> ABOUT THIS EXERCISE
Each line of the data below that holds the word "shirt" is to be reported in full.

> SUPPLIED RECORDS
---*---
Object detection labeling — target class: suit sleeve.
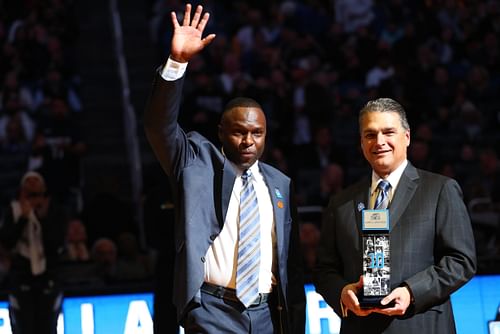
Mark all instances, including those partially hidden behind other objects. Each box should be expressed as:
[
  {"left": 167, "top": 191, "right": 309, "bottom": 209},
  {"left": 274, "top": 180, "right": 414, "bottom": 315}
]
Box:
[
  {"left": 404, "top": 178, "right": 476, "bottom": 314},
  {"left": 143, "top": 73, "right": 195, "bottom": 179}
]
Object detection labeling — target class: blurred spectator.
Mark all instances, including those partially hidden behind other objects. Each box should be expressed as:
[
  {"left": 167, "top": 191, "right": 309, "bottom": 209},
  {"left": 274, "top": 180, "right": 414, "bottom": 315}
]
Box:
[
  {"left": 115, "top": 231, "right": 155, "bottom": 282},
  {"left": 90, "top": 237, "right": 118, "bottom": 284},
  {"left": 0, "top": 114, "right": 31, "bottom": 155},
  {"left": 0, "top": 171, "right": 66, "bottom": 334},
  {"left": 61, "top": 217, "right": 90, "bottom": 262},
  {"left": 365, "top": 51, "right": 395, "bottom": 88},
  {"left": 318, "top": 163, "right": 345, "bottom": 205},
  {"left": 334, "top": 0, "right": 374, "bottom": 33},
  {"left": 0, "top": 70, "right": 35, "bottom": 112},
  {"left": 408, "top": 137, "right": 434, "bottom": 171},
  {"left": 34, "top": 97, "right": 86, "bottom": 211},
  {"left": 0, "top": 89, "right": 36, "bottom": 143},
  {"left": 33, "top": 67, "right": 83, "bottom": 113},
  {"left": 299, "top": 222, "right": 321, "bottom": 282},
  {"left": 296, "top": 124, "right": 346, "bottom": 171}
]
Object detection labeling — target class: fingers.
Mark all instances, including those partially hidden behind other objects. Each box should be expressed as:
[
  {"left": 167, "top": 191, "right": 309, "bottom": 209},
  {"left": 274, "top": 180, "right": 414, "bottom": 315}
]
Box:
[
  {"left": 177, "top": 4, "right": 209, "bottom": 31},
  {"left": 190, "top": 4, "right": 202, "bottom": 27},
  {"left": 183, "top": 3, "right": 192, "bottom": 26},
  {"left": 372, "top": 307, "right": 404, "bottom": 316},
  {"left": 196, "top": 12, "right": 210, "bottom": 31},
  {"left": 170, "top": 11, "right": 179, "bottom": 29}
]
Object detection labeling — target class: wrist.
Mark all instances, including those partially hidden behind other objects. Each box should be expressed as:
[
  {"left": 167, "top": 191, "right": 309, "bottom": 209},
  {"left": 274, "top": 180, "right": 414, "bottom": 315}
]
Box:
[{"left": 161, "top": 57, "right": 188, "bottom": 81}]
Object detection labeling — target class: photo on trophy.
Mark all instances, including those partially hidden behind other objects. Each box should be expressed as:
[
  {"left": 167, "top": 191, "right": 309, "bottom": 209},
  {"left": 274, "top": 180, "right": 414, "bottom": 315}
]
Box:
[{"left": 360, "top": 234, "right": 394, "bottom": 308}]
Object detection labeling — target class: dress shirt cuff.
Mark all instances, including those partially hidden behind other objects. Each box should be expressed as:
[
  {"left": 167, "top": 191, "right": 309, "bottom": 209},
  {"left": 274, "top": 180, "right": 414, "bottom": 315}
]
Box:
[{"left": 161, "top": 57, "right": 188, "bottom": 81}]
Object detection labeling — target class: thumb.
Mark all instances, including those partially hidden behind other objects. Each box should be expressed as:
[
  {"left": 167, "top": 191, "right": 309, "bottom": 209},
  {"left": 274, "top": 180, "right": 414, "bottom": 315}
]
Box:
[
  {"left": 380, "top": 291, "right": 394, "bottom": 305},
  {"left": 201, "top": 33, "right": 216, "bottom": 47},
  {"left": 356, "top": 275, "right": 364, "bottom": 289}
]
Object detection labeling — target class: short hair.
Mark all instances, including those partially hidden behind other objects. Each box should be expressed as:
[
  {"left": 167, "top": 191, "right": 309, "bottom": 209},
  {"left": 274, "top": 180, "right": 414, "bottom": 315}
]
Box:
[
  {"left": 359, "top": 98, "right": 410, "bottom": 131},
  {"left": 220, "top": 97, "right": 264, "bottom": 126},
  {"left": 20, "top": 171, "right": 46, "bottom": 188},
  {"left": 223, "top": 97, "right": 262, "bottom": 113}
]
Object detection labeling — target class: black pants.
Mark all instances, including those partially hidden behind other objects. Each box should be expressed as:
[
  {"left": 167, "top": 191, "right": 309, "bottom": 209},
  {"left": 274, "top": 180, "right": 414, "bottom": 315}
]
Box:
[{"left": 8, "top": 276, "right": 62, "bottom": 334}]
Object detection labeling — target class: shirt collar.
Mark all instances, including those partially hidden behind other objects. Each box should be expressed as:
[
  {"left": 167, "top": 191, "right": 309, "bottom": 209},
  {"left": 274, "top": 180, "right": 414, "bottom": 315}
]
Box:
[
  {"left": 370, "top": 159, "right": 408, "bottom": 195},
  {"left": 229, "top": 159, "right": 260, "bottom": 178}
]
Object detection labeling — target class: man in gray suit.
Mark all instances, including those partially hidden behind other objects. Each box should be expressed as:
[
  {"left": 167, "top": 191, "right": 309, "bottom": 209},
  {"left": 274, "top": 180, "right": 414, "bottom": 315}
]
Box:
[
  {"left": 144, "top": 4, "right": 305, "bottom": 333},
  {"left": 314, "top": 98, "right": 476, "bottom": 333}
]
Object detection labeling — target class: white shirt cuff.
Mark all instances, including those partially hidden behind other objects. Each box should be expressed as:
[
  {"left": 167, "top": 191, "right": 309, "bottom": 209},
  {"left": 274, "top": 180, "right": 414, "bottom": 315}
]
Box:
[{"left": 160, "top": 57, "right": 188, "bottom": 81}]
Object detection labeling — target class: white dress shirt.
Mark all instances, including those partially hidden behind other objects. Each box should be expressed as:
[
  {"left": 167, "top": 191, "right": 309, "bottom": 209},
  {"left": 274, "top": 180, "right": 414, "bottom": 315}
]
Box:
[
  {"left": 369, "top": 160, "right": 408, "bottom": 209},
  {"left": 204, "top": 162, "right": 276, "bottom": 293}
]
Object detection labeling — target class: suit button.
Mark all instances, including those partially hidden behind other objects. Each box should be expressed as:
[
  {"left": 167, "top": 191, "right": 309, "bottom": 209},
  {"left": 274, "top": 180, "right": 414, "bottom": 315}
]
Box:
[
  {"left": 201, "top": 256, "right": 205, "bottom": 263},
  {"left": 210, "top": 234, "right": 217, "bottom": 241}
]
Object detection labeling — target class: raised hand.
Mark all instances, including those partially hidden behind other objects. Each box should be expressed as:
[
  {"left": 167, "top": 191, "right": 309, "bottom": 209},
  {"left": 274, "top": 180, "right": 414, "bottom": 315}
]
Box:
[{"left": 170, "top": 4, "right": 216, "bottom": 63}]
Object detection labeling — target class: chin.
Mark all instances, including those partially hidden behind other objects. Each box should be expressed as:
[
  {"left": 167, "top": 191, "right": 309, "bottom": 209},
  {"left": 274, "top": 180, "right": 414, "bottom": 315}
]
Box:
[{"left": 372, "top": 163, "right": 391, "bottom": 175}]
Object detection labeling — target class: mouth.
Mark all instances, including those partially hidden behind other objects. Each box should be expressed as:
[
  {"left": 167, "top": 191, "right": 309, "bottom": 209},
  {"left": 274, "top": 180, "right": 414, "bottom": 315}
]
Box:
[
  {"left": 373, "top": 149, "right": 391, "bottom": 156},
  {"left": 240, "top": 151, "right": 255, "bottom": 158}
]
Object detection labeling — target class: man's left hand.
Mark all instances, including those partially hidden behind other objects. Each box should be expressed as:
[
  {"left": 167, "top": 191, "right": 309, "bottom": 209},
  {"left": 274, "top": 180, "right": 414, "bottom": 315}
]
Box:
[{"left": 372, "top": 286, "right": 412, "bottom": 317}]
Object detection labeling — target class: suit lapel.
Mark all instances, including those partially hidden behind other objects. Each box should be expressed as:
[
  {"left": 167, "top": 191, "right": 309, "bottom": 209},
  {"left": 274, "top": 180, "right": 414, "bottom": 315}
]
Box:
---*---
> ANSWER TO THIS TASK
Object detection labeling — target class: dress shirt cuff.
Object detection labeling — target class: shirt collar.
Object detection labeling — target class: white shirt cuff.
Object detection labeling — target class: white dress shirt.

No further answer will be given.